Repita a listagem abaixo na íntegra, sem mudar nenhum caractere.

───── Trecho da listagem ─────

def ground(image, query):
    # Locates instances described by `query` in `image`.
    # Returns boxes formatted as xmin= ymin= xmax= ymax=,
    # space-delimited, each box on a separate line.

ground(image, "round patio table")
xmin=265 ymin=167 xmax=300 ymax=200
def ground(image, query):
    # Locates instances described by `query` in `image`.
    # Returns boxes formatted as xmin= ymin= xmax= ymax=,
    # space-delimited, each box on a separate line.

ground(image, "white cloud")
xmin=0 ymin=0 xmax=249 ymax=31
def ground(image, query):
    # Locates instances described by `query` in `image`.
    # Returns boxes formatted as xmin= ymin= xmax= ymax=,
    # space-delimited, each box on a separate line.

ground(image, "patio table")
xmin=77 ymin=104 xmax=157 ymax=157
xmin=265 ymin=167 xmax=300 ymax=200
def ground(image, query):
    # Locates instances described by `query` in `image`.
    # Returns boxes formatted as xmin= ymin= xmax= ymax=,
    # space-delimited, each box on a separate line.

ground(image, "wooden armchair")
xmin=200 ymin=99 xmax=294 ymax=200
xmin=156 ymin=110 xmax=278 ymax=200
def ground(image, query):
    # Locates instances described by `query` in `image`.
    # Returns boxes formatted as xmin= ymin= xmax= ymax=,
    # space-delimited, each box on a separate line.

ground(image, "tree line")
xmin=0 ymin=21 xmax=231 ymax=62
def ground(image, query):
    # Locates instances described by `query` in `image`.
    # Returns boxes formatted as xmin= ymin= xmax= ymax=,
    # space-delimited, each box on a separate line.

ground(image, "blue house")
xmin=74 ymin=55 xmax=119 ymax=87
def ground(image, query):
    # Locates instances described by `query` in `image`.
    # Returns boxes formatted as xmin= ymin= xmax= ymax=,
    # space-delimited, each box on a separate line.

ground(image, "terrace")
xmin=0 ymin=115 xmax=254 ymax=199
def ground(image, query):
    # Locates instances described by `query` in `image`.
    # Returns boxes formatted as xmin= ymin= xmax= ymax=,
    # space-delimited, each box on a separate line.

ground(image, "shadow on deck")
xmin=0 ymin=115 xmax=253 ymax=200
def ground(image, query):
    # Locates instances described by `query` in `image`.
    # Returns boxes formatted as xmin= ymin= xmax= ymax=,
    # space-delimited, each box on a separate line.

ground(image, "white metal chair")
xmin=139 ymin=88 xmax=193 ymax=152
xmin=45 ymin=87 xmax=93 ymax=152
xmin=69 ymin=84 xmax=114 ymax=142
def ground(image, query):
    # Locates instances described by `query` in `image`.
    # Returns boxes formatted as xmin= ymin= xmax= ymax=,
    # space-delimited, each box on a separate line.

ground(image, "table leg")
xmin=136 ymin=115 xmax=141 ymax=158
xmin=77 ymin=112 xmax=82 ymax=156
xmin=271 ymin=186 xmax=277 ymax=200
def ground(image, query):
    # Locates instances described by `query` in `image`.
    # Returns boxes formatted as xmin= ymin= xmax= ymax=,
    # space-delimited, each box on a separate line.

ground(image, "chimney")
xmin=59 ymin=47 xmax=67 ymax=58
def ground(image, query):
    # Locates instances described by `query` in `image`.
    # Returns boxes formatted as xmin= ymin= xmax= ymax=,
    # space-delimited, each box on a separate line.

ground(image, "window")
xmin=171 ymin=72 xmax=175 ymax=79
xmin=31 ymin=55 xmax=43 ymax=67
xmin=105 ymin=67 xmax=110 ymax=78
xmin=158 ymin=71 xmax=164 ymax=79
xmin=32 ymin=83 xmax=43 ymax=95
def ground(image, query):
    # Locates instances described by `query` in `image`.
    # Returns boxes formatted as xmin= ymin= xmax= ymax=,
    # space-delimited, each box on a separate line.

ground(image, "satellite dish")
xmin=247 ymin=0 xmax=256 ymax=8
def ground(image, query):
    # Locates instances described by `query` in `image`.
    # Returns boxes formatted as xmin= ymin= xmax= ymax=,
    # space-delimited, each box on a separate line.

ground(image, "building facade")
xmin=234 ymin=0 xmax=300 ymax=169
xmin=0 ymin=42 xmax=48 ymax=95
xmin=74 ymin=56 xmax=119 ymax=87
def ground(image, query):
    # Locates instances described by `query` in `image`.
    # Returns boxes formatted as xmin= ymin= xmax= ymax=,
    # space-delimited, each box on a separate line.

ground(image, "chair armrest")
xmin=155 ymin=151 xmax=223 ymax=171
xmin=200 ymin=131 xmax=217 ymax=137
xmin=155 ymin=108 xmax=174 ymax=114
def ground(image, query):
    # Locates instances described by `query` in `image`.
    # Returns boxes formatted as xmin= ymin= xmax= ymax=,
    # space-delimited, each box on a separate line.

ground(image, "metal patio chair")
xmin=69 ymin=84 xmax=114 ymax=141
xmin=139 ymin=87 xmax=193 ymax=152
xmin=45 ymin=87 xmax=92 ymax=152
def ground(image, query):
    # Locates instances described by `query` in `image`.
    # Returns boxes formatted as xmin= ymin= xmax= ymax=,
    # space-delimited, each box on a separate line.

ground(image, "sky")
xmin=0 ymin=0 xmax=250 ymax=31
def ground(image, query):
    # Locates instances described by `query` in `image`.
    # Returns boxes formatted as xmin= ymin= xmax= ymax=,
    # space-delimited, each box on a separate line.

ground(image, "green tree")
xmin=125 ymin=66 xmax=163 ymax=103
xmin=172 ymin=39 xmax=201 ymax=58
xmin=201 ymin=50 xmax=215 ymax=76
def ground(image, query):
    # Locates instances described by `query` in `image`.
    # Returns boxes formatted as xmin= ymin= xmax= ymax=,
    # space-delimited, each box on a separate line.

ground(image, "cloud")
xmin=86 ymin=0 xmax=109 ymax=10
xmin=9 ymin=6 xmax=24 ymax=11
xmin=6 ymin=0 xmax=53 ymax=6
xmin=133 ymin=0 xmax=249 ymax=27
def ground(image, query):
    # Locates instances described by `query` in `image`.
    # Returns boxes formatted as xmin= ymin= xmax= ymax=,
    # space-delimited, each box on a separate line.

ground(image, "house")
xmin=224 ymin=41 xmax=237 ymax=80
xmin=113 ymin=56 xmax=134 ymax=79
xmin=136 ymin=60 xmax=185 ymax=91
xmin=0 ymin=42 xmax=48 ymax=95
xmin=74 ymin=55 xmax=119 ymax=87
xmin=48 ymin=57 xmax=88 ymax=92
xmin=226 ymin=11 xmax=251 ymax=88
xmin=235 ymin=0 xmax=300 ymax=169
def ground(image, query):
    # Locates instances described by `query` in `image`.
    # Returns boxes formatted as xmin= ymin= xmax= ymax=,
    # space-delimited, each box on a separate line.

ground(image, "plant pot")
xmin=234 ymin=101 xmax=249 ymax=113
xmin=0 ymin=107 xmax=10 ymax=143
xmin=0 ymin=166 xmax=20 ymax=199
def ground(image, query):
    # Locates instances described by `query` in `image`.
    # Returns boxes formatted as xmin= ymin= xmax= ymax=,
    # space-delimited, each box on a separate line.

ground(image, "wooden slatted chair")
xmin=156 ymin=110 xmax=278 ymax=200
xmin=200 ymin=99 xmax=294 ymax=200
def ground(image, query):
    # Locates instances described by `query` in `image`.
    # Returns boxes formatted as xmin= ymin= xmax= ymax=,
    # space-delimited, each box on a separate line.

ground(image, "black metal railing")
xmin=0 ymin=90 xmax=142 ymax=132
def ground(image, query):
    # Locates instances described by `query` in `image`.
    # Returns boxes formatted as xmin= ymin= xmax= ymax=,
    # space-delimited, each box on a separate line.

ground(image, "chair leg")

─────

Resolução do exercício:
def ground(image, query):
    # Locates instances described by `query` in `image`.
    # Returns boxes formatted as xmin= ymin= xmax= ymax=,
    # space-delimited, each box on a separate line.

ground(image, "round patio table")
xmin=265 ymin=167 xmax=300 ymax=200
def ground(image, query):
    # Locates instances described by `query` in `image`.
    # Returns boxes formatted as xmin= ymin= xmax= ymax=,
    # space-delimited, each box on a separate line.

ground(image, "white cloud")
xmin=0 ymin=0 xmax=249 ymax=31
def ground(image, query):
    # Locates instances described by `query` in `image`.
    # Returns boxes formatted as xmin= ymin= xmax= ymax=,
    # space-delimited, each box on a separate line.

ground(image, "patio table")
xmin=77 ymin=104 xmax=157 ymax=157
xmin=265 ymin=167 xmax=300 ymax=200
def ground(image, query):
    # Locates instances described by `query` in `image`.
    # Returns boxes formatted as xmin= ymin= xmax= ymax=,
    # space-delimited, each box on a separate line.

ground(image, "wooden armchair")
xmin=200 ymin=99 xmax=294 ymax=200
xmin=156 ymin=110 xmax=278 ymax=200
def ground(image, query):
    # Locates instances described by `query` in `image`.
    # Returns boxes formatted as xmin= ymin= xmax= ymax=,
    # space-delimited, each box on a separate line.

ground(image, "tree line")
xmin=0 ymin=21 xmax=231 ymax=62
def ground(image, query):
    # Locates instances described by `query` in `image`.
    # Returns boxes formatted as xmin= ymin= xmax= ymax=,
    # space-delimited, each box on a separate line.

ground(image, "blue house")
xmin=74 ymin=55 xmax=119 ymax=87
def ground(image, query):
    # Locates instances described by `query` in `image`.
    # Returns boxes formatted as xmin= ymin= xmax= ymax=,
    # space-delimited, each box on a separate line.

ground(image, "terrace")
xmin=0 ymin=115 xmax=254 ymax=199
def ground(image, query):
    # Locates instances described by `query` in `image`.
    # Returns boxes formatted as xmin= ymin= xmax= ymax=,
    # space-delimited, each box on a separate line.

ground(image, "shadow on deck")
xmin=0 ymin=115 xmax=253 ymax=200
def ground(image, query):
    # Locates instances described by `query` in `image`.
    # Returns boxes formatted as xmin= ymin= xmax= ymax=,
    # space-delimited, each box on a separate line.

ground(image, "white metal chair")
xmin=139 ymin=88 xmax=193 ymax=152
xmin=45 ymin=87 xmax=93 ymax=152
xmin=69 ymin=84 xmax=114 ymax=142
def ground(image, query):
    # Locates instances described by `query` in `image`.
    # Returns boxes formatted as xmin= ymin= xmax= ymax=,
    # space-delimited, each box on a separate line.

ground(image, "table leg")
xmin=136 ymin=115 xmax=141 ymax=158
xmin=77 ymin=112 xmax=82 ymax=156
xmin=271 ymin=186 xmax=277 ymax=200
def ground(image, query):
    # Locates instances described by `query` in `image`.
    # Returns boxes formatted as xmin= ymin= xmax= ymax=,
    # space-delimited, each box on a separate line.

ground(image, "chimney")
xmin=59 ymin=47 xmax=67 ymax=58
def ground(image, query):
    # Locates instances described by `query` in `image`.
    # Returns boxes formatted as xmin= ymin= xmax= ymax=,
    # space-delimited, each box on a separate line.

ground(image, "window")
xmin=171 ymin=72 xmax=175 ymax=79
xmin=31 ymin=55 xmax=43 ymax=67
xmin=105 ymin=67 xmax=110 ymax=78
xmin=158 ymin=71 xmax=164 ymax=79
xmin=32 ymin=83 xmax=43 ymax=95
def ground(image, query):
    # Locates instances described by `query` in `image`.
    # Returns boxes formatted as xmin= ymin= xmax= ymax=,
    # space-delimited, each box on a separate line.

ground(image, "satellite dish")
xmin=247 ymin=0 xmax=256 ymax=8
def ground(image, query):
    # Locates instances described by `query` in `image`.
    # Returns boxes formatted as xmin= ymin= xmax= ymax=,
    # space-delimited, each box on a separate line.

ground(image, "building facade")
xmin=234 ymin=0 xmax=300 ymax=169
xmin=0 ymin=42 xmax=48 ymax=95
xmin=74 ymin=56 xmax=119 ymax=87
def ground(image, query):
    # Locates instances described by `query` in `image`.
    # Returns boxes formatted as xmin= ymin= xmax= ymax=,
    # space-delimited, each box on a separate line.

ground(image, "chair armrest")
xmin=155 ymin=151 xmax=223 ymax=171
xmin=200 ymin=131 xmax=217 ymax=137
xmin=155 ymin=108 xmax=174 ymax=114
def ground(image, query):
    # Locates instances described by `query` in `image`.
    # Returns boxes formatted as xmin= ymin= xmax= ymax=,
    # space-delimited, each box on a separate line.

ground(image, "metal patio chair")
xmin=69 ymin=84 xmax=114 ymax=141
xmin=139 ymin=87 xmax=193 ymax=152
xmin=45 ymin=87 xmax=92 ymax=152
def ground(image, query):
    # Locates instances described by `query` in `image`.
    # Returns boxes formatted as xmin= ymin= xmax= ymax=,
    # space-delimited, each box on a separate line.

ground(image, "sky")
xmin=0 ymin=0 xmax=250 ymax=31
def ground(image, query):
    # Locates instances described by `query` in `image`.
    # Returns boxes formatted as xmin= ymin= xmax= ymax=,
    # space-delimited, each box on a separate line.

ground(image, "green tree")
xmin=125 ymin=66 xmax=163 ymax=103
xmin=172 ymin=39 xmax=201 ymax=58
xmin=201 ymin=50 xmax=215 ymax=76
def ground(image, query):
    # Locates instances described by `query` in `image`.
    # Returns boxes formatted as xmin= ymin= xmax= ymax=,
    # space-delimited, each box on a separate line.

ground(image, "cloud")
xmin=86 ymin=0 xmax=109 ymax=10
xmin=9 ymin=6 xmax=24 ymax=11
xmin=6 ymin=0 xmax=53 ymax=6
xmin=133 ymin=0 xmax=249 ymax=27
def ground(image, query):
    # Locates instances described by `query` in `image`.
    # Returns boxes formatted as xmin= ymin= xmax= ymax=,
    # space-delimited, each box on a separate line.

ground(image, "house")
xmin=224 ymin=41 xmax=237 ymax=80
xmin=113 ymin=56 xmax=134 ymax=79
xmin=136 ymin=60 xmax=185 ymax=91
xmin=0 ymin=42 xmax=48 ymax=95
xmin=74 ymin=55 xmax=119 ymax=87
xmin=48 ymin=57 xmax=88 ymax=92
xmin=226 ymin=11 xmax=251 ymax=88
xmin=235 ymin=0 xmax=300 ymax=169
def ground(image, query):
    # Locates instances described by `query` in `image`.
    # Returns boxes formatted as xmin= ymin= xmax= ymax=,
    # space-delimited, each box on a separate line.

ground(image, "plant pot")
xmin=234 ymin=101 xmax=249 ymax=113
xmin=0 ymin=107 xmax=10 ymax=143
xmin=0 ymin=166 xmax=20 ymax=199
def ground(image, query):
    # Locates instances described by `query` in `image`.
    # Returns boxes formatted as xmin= ymin= xmax= ymax=,
    # space-delimited, each box on a separate line.

ground(image, "wooden slatted chair")
xmin=156 ymin=110 xmax=278 ymax=200
xmin=200 ymin=99 xmax=294 ymax=200
def ground(image, query):
    # Locates instances described by `query` in `image`.
    # Returns boxes formatted as xmin= ymin= xmax= ymax=,
    # space-delimited, each box on a separate line.

ground(image, "black metal railing")
xmin=0 ymin=90 xmax=142 ymax=132
def ground(image, query):
    # Locates instances described by `query` in `image`.
    # Returns boxes formatted as xmin= ymin= xmax= ymax=,
    # space-delimited, each box on a separate line.

ground(image, "chair leg")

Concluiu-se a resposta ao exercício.